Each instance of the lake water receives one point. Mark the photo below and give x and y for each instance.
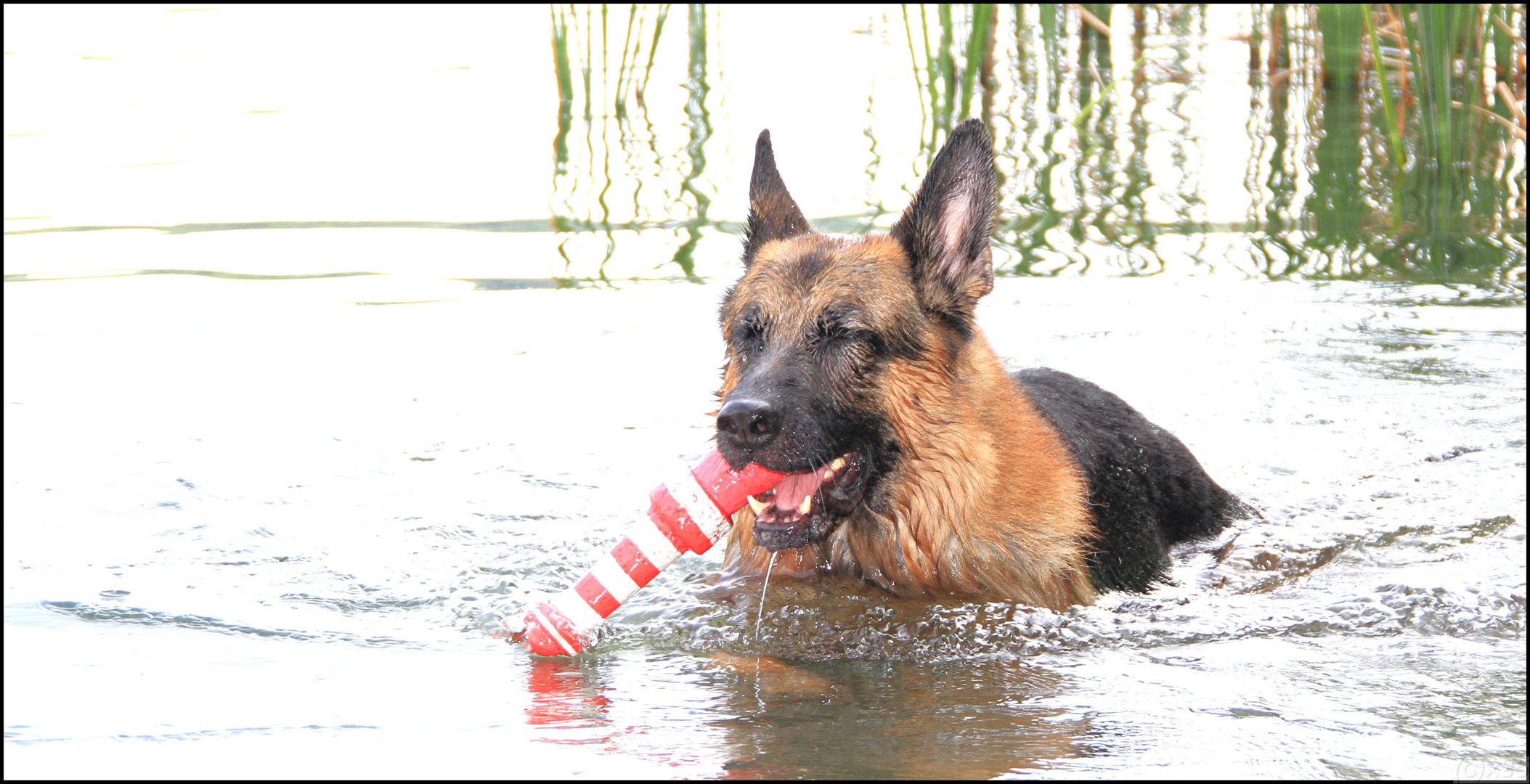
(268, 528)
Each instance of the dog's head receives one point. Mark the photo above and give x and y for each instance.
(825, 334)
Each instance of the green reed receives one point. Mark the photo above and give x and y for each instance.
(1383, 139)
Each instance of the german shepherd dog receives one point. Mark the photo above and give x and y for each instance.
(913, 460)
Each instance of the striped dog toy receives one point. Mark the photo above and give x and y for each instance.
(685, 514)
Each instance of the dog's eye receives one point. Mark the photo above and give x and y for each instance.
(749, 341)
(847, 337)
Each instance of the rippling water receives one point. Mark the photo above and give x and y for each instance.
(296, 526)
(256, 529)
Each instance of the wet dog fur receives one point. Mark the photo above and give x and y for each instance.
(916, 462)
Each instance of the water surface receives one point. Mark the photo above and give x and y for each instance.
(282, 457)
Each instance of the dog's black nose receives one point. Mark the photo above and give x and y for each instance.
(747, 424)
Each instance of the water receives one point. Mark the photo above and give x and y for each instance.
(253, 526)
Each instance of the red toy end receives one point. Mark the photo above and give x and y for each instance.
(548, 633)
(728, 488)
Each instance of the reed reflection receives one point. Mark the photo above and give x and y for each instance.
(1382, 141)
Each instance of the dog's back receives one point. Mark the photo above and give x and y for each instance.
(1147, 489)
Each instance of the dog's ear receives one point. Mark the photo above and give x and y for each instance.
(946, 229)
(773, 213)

----

TASK REQUIREMENTS
Convert the items into a numbered list, starting at the first line of the items and ending after the line that contains "(1383, 139)". Omit blank lines and the picture.

OUTPUT OF THE TASK
1. Each instance of the lake water receives one point. Mark the photo below and give x and y for each instance.
2. (268, 528)
3. Each instance of the dog's head receives one point. Mark the photo above and give x and y for each instance.
4. (825, 334)
5. Each instance of the green reed receives one point. Mark the photo above and give x and y for each instance.
6. (1383, 139)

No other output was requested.